Written problem: Print verbatim every line starting at the one that contains "For every instance of the ornate" and ending at the final line of the records; include both endpoints.

Items listed in a dataset:

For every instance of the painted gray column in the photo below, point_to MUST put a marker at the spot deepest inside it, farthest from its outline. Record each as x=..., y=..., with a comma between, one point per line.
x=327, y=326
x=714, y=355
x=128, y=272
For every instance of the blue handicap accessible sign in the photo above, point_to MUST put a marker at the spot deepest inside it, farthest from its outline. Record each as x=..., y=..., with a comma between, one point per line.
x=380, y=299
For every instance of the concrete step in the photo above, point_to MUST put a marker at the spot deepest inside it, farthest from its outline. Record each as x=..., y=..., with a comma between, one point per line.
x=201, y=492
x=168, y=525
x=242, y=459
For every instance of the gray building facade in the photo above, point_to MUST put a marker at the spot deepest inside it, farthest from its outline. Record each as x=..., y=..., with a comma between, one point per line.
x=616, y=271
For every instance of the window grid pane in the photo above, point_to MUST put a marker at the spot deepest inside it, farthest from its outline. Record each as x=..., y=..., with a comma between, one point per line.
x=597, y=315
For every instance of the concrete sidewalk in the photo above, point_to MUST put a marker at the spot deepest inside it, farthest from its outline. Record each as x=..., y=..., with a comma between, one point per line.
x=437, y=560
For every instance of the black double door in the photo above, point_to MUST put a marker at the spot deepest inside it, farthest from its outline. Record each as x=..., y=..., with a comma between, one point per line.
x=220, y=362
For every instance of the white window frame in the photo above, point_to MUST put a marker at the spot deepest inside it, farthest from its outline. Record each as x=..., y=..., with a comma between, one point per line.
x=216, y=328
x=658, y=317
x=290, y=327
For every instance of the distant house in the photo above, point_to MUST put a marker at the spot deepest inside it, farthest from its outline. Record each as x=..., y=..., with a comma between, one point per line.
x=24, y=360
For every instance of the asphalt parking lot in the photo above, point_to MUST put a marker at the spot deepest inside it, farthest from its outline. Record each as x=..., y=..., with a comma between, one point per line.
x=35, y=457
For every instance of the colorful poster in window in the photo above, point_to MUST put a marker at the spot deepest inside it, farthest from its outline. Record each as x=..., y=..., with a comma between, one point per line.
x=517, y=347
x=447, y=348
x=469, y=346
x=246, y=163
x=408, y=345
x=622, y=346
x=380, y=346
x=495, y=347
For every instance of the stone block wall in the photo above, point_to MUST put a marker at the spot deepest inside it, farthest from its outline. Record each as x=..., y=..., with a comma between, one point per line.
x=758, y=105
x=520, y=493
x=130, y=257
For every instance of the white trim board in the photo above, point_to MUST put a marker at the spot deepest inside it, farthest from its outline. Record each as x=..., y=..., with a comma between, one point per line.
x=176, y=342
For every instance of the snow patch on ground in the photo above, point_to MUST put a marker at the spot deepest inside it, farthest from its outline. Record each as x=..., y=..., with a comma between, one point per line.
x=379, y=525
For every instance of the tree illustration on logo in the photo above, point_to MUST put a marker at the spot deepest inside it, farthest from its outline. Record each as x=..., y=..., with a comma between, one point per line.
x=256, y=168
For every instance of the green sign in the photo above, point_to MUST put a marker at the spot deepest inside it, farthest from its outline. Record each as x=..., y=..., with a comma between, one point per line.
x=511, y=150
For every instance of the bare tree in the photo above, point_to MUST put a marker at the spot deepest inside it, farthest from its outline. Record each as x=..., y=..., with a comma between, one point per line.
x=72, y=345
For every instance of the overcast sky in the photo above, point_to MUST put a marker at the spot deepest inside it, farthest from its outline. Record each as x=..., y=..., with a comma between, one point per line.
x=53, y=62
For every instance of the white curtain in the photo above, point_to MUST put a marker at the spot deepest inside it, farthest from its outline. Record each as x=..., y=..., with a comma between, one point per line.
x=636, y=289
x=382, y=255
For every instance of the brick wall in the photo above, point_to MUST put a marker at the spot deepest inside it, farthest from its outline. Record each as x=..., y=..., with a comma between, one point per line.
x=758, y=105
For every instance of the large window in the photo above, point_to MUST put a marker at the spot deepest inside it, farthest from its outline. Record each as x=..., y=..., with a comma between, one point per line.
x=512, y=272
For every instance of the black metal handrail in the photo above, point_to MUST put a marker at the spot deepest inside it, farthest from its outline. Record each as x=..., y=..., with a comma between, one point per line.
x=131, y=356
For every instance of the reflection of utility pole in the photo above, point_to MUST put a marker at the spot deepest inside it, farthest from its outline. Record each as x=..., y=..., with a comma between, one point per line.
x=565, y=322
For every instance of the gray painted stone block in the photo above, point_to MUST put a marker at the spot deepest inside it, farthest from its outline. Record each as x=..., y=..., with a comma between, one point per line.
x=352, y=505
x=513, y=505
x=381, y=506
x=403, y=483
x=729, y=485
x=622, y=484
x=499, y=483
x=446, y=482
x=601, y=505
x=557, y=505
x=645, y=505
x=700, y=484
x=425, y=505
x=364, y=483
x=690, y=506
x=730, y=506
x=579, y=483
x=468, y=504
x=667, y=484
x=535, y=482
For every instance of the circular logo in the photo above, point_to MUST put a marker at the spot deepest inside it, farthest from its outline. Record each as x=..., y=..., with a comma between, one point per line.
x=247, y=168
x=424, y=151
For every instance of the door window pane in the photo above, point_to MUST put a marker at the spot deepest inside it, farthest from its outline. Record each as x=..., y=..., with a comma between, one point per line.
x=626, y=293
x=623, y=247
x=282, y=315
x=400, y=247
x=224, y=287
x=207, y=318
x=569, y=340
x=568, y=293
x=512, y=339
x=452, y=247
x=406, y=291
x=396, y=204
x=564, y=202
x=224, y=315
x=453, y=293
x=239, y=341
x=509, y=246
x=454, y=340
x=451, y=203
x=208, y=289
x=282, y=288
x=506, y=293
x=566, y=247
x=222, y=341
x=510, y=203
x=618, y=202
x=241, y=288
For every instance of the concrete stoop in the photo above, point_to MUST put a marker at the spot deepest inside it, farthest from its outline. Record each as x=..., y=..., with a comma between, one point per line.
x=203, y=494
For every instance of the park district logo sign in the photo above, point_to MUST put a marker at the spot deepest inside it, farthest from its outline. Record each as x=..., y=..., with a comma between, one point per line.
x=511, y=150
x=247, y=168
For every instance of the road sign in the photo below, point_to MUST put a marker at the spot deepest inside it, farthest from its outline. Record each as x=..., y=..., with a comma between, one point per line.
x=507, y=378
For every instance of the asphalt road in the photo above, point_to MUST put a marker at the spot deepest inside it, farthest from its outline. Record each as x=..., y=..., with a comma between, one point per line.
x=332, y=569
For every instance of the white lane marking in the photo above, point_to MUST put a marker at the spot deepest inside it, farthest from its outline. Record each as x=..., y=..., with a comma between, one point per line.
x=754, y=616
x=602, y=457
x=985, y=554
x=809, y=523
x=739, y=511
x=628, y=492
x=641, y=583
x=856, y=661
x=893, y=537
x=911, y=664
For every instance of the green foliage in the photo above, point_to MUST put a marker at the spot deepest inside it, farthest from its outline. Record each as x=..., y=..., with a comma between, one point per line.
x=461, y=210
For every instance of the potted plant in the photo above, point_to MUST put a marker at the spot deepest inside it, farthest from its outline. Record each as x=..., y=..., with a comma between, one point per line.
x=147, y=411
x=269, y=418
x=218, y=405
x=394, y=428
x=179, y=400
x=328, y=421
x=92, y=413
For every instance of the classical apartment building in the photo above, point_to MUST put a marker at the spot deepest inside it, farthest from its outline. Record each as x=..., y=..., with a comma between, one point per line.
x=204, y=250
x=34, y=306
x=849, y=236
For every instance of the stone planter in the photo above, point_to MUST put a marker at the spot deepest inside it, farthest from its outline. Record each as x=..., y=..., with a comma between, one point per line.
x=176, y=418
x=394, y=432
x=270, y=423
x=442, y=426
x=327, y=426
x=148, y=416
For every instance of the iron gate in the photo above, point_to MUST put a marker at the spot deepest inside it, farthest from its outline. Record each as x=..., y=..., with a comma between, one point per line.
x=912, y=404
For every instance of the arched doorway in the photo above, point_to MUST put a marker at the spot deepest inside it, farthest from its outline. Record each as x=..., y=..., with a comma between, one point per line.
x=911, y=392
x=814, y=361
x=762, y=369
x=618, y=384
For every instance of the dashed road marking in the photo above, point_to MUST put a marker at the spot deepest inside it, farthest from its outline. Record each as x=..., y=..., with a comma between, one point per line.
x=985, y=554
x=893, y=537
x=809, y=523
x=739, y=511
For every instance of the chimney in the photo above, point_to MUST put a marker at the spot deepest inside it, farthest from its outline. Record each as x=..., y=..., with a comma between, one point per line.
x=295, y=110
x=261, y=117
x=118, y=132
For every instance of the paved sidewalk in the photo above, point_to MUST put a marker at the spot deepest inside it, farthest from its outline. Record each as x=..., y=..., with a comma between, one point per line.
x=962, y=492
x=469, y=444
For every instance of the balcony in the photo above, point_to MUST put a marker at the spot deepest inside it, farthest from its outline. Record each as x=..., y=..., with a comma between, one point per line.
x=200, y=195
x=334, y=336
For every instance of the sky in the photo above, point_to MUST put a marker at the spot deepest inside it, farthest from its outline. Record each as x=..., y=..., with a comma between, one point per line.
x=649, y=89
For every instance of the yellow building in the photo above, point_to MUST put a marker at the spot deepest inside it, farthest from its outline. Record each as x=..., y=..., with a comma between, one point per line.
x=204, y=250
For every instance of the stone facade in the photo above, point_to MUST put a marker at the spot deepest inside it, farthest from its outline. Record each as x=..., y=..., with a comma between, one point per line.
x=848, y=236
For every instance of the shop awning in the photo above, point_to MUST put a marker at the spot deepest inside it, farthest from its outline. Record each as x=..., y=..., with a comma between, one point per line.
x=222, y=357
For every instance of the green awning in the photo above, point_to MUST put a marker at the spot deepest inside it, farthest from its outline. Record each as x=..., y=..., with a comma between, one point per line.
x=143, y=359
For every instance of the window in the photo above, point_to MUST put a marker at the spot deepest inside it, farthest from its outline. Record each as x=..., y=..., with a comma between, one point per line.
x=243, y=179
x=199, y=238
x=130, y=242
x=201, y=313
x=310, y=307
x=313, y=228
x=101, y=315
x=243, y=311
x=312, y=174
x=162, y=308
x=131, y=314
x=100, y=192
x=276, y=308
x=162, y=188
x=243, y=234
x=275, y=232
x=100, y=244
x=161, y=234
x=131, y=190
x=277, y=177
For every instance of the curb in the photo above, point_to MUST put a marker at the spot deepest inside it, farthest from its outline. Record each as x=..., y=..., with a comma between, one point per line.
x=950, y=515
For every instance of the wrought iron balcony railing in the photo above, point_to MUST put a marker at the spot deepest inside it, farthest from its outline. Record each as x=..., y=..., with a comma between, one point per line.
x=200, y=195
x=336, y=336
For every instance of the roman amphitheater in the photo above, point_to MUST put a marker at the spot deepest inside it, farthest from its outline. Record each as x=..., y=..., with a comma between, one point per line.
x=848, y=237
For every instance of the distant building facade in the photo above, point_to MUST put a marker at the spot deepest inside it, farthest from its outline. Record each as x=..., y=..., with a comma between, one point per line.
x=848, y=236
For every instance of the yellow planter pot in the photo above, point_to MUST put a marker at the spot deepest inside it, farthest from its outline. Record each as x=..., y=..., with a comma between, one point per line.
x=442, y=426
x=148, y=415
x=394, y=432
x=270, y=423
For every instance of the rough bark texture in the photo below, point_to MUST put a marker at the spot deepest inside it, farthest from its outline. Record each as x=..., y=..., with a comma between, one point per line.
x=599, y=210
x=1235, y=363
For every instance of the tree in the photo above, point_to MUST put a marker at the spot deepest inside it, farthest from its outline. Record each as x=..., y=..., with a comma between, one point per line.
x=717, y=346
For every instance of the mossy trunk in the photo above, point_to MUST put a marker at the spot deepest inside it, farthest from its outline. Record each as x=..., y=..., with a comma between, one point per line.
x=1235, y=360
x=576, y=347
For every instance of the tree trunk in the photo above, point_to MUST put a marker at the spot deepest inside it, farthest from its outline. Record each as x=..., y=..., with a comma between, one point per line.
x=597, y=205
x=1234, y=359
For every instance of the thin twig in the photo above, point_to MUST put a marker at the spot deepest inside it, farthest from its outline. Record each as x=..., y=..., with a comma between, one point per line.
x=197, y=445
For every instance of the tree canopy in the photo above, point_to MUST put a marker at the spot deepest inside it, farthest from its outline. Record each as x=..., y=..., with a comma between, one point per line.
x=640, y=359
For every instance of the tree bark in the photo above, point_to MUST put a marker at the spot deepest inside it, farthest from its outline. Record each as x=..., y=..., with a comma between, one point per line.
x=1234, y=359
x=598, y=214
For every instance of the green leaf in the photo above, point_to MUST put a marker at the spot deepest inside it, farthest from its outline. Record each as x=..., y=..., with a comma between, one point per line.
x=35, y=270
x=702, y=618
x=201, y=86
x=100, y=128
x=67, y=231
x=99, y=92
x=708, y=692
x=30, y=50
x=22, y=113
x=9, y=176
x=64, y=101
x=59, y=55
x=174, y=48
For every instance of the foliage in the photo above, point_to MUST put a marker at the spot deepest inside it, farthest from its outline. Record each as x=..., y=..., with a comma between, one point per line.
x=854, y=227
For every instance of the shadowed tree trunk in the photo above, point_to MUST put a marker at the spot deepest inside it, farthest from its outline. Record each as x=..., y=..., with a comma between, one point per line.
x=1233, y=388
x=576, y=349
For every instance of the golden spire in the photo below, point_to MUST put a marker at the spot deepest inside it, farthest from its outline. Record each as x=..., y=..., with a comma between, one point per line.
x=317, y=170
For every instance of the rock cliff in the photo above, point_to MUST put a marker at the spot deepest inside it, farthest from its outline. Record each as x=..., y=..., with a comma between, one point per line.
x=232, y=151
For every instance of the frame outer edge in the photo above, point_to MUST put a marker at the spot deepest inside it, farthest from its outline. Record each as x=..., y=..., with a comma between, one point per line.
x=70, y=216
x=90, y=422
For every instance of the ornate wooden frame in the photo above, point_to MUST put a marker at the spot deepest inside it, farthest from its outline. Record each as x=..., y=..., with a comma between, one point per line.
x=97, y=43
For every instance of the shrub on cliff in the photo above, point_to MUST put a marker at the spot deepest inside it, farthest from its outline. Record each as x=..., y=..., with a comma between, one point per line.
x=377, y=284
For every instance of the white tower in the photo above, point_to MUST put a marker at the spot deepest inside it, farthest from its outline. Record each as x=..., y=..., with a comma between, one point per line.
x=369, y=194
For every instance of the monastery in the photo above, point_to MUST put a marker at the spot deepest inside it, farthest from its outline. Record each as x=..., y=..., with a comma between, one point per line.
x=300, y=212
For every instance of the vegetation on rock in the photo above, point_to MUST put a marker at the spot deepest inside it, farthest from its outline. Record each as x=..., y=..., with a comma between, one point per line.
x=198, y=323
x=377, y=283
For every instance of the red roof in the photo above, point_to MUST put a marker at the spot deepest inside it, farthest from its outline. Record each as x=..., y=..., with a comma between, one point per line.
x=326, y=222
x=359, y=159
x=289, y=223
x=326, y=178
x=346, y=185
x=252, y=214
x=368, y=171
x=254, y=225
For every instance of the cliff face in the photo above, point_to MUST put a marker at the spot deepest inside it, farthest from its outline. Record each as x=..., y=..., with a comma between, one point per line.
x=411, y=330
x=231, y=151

Task response:
For every instance of the ornate wooden frame in the photo above, point_to MUST put a marker at the spot deepest inside it, farthest from its outline. Record each as x=..., y=..., with a comma between, one point per line.
x=97, y=43
For every instance of the shrub on cliff in the photo above, point_to MUST put a marker at the spot deepest inside it, farthest from its outline. Record each as x=..., y=..., with a comma between, one point per line.
x=377, y=284
For every instance of the white tower in the photo above, point_to MUST put a marker at the spot deepest inside it, farthest from its outline. Record each as x=..., y=..., with a comma between, one point per line.
x=369, y=194
For every instance of the monastery in the photo above, point_to MUST put a marker at the spot deepest inside it, farthest from its outline. Record each as x=..., y=..., with a comma between, one point per line.
x=300, y=212
For every instance of the vegetation on rock in the photo above, point_to MUST put a marker at the spot deepest inside it, farthest from its outline. Record each as x=..., y=..., with a comma between, one point per line.
x=198, y=323
x=377, y=283
For every instance of the red roof in the photo above, point_to MUST put a marker at the spot deepest inside it, farthest from its outline. Record each as x=..., y=..., with a comma between, one point per line.
x=326, y=222
x=359, y=159
x=289, y=223
x=326, y=178
x=346, y=185
x=252, y=214
x=368, y=171
x=254, y=225
For every instance of the cliff face in the photo above, point_to MUST put a marker at the spot deepest inside it, farthest from its outline. Record each as x=..., y=..., with a comma between, one point per line.
x=411, y=330
x=231, y=151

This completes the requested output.